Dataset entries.
Content starts
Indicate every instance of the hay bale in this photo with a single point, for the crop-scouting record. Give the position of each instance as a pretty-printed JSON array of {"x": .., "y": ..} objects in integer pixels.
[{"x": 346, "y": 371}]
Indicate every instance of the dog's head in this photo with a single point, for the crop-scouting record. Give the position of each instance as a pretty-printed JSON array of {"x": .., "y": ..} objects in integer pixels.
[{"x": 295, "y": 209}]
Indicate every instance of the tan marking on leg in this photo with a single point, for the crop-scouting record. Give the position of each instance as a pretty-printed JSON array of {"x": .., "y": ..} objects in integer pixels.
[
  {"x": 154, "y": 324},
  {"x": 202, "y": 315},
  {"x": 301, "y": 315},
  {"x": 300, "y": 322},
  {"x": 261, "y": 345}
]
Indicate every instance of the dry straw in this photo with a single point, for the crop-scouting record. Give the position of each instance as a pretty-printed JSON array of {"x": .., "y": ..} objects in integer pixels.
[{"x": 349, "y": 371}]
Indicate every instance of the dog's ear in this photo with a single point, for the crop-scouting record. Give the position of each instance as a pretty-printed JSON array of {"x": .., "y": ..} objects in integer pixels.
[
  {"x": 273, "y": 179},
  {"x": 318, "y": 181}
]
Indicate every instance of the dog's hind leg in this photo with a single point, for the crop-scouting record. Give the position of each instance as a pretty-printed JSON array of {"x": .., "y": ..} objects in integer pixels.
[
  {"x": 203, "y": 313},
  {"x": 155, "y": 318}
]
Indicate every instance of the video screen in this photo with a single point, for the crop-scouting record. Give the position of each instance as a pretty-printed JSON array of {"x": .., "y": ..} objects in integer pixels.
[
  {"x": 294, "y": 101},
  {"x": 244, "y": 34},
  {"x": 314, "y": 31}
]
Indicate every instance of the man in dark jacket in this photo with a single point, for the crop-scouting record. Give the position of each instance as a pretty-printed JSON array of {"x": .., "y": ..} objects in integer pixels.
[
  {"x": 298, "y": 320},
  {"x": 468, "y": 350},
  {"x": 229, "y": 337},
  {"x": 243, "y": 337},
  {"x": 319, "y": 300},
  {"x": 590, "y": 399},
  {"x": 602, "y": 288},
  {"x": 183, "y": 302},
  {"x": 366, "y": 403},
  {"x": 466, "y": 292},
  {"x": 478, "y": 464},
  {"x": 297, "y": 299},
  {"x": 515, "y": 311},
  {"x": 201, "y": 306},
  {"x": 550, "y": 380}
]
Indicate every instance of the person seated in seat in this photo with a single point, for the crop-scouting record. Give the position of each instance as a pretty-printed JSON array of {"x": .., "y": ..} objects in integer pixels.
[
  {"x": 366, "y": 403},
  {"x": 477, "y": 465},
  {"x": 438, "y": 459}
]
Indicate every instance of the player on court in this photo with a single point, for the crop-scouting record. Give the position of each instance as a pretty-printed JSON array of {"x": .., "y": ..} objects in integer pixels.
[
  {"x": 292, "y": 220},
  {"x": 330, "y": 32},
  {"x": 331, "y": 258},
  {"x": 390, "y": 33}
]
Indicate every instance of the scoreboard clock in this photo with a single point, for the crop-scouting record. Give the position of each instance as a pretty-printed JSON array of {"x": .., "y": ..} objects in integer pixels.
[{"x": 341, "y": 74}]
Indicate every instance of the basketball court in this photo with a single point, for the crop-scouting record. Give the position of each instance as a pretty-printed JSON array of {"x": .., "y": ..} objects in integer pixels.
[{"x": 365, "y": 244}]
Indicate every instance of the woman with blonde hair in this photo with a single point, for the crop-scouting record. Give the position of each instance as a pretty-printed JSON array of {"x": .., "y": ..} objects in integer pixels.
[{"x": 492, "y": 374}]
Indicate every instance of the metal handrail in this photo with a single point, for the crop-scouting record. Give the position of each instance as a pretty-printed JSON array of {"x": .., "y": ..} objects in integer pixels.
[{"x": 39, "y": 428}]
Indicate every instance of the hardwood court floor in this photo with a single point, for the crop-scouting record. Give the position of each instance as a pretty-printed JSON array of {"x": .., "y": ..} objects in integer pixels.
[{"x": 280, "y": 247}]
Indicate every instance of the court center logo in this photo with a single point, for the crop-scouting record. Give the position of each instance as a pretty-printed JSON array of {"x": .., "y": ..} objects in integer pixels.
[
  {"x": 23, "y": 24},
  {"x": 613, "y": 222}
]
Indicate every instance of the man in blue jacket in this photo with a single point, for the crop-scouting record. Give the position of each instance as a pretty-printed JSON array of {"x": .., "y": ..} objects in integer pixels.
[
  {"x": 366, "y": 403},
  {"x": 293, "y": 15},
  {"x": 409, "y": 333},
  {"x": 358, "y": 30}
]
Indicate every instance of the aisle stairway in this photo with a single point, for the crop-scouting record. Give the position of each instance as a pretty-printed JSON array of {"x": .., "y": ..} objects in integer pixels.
Content ends
Exercise description.
Where the line containing "Indicate every instance of the man in blue" appears in the records above, begin copying and continue through the last line; copy each line exactly and include no others.

Problem solution.
Indicate every instance of the man in blue jacket in this photo with a single point, for the crop-scouting record. Give the position of each instance as a pretty-printed JSON array of {"x": .., "y": ..} objects in integer pixels.
[
  {"x": 366, "y": 403},
  {"x": 293, "y": 15},
  {"x": 409, "y": 333},
  {"x": 358, "y": 30}
]
Indicate every instance of the aisle stairway in this photo with a single point, for the crop-scouting record. Give the position of each instance as a pretty-printed JSON array of {"x": .., "y": ..} objects in integer pixels.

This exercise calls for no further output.